Exercise task
Transcribe the depth-map evaluation text below exactly, from "This section first" up to and including "and \(\sigma _k = 45^\circ \).".

Extract to read

This section first demonstrates the benefits of the proposed contributions in isolation. Following that, we compare to other methods and show state-of-the-art results on both low- and high-resolution benchmark datasets. Finally, we evaluate the performance of our algorithm in the challenging setting of large-scale Internet photo collections. The algorithm lends itself for massive parallelization on the row- and column-wise propagation and the view level. In all our experiments, we use a CUDA implementation of our algorithm on a Nvidia Titan X GPU. We set \(\gamma = 0.999\), leading to an average of one occlusion indicator state change per 1000 pixels. Empirically, we choose \(\sigma _\rho = 0.6\), \(\bar{\alpha } = 1^\circ \), and \(\sigma _k = 45^\circ \).

Fig. 4.
figure 4

Photometric and geometric priors for South Building dataset [29] between reference image (R) and each two selected source images (1–5).

Components. This paragraph shows the benefits of the individual components in isolation based on the South Building dataset [29], which consists of 128 unstructured images with a resolution of 7MP. We obtain sparse reconstructions using SfM [5]. For each reference view, we use all 127 images as source views with an average runtime of 50 s per sweep. Normal Estimation: Fig. 3 shows depth maps using fronto-parallel homographies (1st column) and with normal estimation (2nd to 5th columns), which leads to increased completeness and accuracy for depth inference of oblique scene elements, such as the ground. In addition, our method estimates more accurate normals than standard PatchMatch (Fig. 5(b)). Due to the proposed PatchMatch sampling scheme, our algorithm requires the same number sweeps to converge and only \(\approx \)25 % more runtime due to more hypotheses as compared to Zheng et al. [14], who only estimate per-pixel depths. Geometric Priors: Figure 4 demonstrates the benefit of each geometric prior. We show the likelihood functions for the reference view against one representative source image. For all priors, we observe varying likelihood within the same source image, underlining the benefit of pixel-wise view selection. The priors correctly downweigh the influence of source images with small triangulation angle, low resolution, or occluded views. Selection Smoothness: Figure 5(a) shows that our temporal smoothness term effectively mitigates the oscillation of the pure spatial smoothness term. While the occlusion variables in the formulation by Zheng et al. [14] oscillate depending on the propagation direction, in our method they quickly converge in a stable state leading to more stable view sampling. Geometric Consistency: Figure 3 demonstrates improved completeness when incorporating the geometric consistency term, and it also allows to reliably detect outliers for practically outlier-free filtered results. To measure the quantitative impact of our contributions, we obtain benchmark results by omitting a single component or combinations of components from the formulation (Table 1). We observe that each component is important to achieve the overall accuracy and completeness of our method. For further evaluations and impressions of the benefits of our method, we strongly encourage the reader to view the supplementary material.

Collected data
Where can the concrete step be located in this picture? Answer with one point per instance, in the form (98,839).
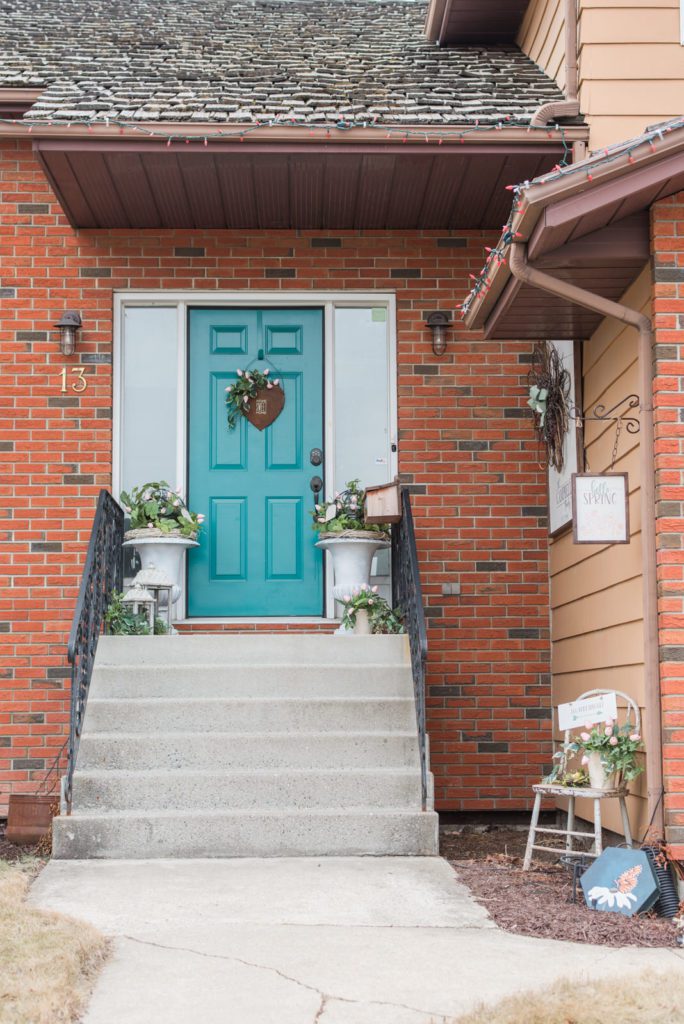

Finished answer
This section first demonstrates the benefits of the proposed contributions in isolation. Following that, we compare to other methods and show state-of-the-art results on both low- and high-resolution benchmark datasets. Finally, we evaluate the performance of our algorithm in the challenging setting of large-scale Internet photo collections. The algorithm lends itself for massive parallelization on the row- and column-wise propagation and the view level. In all our experiments, we use a CUDA implementation of our algorithm on a Nvidia Titan X GPU. We set \(\gamma = 0.999\), leading to an average of one occlusion indicator state change per 1000 pixels. Empirically, we choose \(\sigma _\rho = 0.6\), \(\bar{\alpha } = 1^\circ \), and \(\sigma _k = 45^\circ \).